* Document excerpt
▼

Tutorials

Custom Documentation: Intelligent Search with BM25

Import your manufacturer manuals, datasheets, and technical docs. T-IA Connect indexes everything and lets you find the right information in seconds — powered by the same algorithm used by Google and Elasticsearch.

T
T-IA Connect Team
10 min read
Updated Mar 25, 2026

Stop Scrolling Through 500-Page PDFs

When you're configuring a SEW drive, a Siemens VFD, or integrating a third-party device, you often need to find one specific parameter buried in hundreds of pages of documentation. The traditional approach — open the PDF, Ctrl+F, scroll — is slow and unreliable.

T-IA Connect provides a dedicated folder where you can drop your technical documents. The software automatically indexes them using BM25 (Best Matching 25), the same full-text ranking algorithm used by search engines like Google and tools like Elasticsearch. You can then search across all your docs and get ranked results in milliseconds.

Prerequisites

  • T-IA Connect PRO license with Custom Docs enabled
  • Technical documents in PDF, DOCX, TXT, HTML or Markdown format
  • A project open in TIA Portal (optional, for AI-assisted queries)

Step 1: How Indexing Works

When you place a document in the custom docs folder, T-IA Connect processes it through a full indexing pipeline:

Architecture

// Pipeline

1. Document parsing — text extraction from PDF/DOCX/TXT/HTML/MD

2. Chunking — split into overlapping segments (~500 tokens each)

▲

* Exercise details
Retype everything from "When you're configuring" down to "slow and unreliable." in the BM25 search tutorial. Nothing here depends on the records.

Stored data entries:

▼

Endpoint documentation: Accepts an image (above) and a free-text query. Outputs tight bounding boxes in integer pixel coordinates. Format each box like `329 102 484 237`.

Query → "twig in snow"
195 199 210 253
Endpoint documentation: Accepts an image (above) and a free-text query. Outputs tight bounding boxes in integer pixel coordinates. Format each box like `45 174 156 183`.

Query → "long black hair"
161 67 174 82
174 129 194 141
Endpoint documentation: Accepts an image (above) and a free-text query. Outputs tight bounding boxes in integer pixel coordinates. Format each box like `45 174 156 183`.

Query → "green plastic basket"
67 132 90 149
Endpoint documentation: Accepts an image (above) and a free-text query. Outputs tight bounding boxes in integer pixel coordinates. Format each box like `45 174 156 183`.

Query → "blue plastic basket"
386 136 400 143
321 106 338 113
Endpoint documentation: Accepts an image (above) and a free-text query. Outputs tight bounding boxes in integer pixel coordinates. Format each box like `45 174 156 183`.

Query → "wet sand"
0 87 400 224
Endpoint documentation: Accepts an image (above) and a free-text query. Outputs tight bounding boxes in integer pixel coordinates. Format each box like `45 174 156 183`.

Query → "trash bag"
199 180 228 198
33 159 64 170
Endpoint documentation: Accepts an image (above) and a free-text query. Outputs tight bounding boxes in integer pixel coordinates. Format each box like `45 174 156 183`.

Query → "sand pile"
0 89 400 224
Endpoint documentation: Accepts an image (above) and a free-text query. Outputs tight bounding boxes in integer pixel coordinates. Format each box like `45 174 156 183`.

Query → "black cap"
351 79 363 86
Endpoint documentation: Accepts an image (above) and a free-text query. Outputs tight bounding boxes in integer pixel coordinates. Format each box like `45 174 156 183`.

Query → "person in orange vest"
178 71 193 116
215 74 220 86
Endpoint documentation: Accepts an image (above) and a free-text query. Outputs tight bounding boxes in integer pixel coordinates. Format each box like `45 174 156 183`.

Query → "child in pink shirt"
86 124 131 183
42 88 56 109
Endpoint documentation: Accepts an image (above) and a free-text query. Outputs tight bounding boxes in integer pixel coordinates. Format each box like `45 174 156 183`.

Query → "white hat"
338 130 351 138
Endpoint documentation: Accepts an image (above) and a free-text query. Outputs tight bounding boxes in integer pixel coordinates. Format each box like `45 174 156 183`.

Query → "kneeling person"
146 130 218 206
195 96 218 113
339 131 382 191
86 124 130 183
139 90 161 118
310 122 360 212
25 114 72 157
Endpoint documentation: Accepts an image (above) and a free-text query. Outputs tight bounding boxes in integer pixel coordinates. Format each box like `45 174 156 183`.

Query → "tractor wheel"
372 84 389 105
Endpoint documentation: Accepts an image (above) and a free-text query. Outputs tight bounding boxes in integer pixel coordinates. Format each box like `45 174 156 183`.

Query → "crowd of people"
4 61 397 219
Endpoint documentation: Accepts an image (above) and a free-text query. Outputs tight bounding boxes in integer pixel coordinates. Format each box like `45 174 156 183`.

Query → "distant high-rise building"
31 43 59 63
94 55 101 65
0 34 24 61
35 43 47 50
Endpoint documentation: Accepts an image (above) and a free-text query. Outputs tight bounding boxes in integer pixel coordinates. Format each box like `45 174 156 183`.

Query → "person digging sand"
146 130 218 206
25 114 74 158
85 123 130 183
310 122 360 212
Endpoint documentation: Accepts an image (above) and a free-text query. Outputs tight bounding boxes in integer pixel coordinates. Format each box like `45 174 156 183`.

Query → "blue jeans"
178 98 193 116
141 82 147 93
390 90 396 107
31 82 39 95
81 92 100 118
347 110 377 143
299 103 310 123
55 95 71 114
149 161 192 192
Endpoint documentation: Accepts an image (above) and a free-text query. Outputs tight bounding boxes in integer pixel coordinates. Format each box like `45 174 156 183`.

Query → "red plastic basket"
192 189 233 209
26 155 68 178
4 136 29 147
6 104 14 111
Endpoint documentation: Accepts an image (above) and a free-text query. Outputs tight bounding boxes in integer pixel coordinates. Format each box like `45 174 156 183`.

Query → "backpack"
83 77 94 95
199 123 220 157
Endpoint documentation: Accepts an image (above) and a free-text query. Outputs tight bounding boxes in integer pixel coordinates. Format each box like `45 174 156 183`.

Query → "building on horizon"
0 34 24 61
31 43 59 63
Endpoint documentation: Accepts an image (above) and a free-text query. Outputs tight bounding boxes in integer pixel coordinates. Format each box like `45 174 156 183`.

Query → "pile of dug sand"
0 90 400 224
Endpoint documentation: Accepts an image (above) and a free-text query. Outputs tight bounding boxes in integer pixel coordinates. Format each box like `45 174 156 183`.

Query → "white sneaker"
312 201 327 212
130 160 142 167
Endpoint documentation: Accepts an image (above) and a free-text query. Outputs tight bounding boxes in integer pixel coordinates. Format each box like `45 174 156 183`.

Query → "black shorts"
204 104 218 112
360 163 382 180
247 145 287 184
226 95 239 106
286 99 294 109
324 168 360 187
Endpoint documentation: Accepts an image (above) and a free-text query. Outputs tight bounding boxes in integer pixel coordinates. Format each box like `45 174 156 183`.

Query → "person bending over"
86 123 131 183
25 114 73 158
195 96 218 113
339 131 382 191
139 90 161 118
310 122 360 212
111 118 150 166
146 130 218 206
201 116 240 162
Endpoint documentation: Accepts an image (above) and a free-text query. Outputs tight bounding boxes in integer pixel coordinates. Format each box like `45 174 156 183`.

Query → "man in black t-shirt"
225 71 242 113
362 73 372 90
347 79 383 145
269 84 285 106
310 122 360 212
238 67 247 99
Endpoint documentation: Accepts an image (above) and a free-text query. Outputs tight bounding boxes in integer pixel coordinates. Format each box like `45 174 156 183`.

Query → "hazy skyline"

▲

* Task result
When you're configuring a SEW drive, a Siemens VFD, or integrating a third-party device, you often need to find one specific parameter buried in hundreds of pages of documentation. The traditional approach — open the PDF, Ctrl+F, scroll — is slow and unreliable.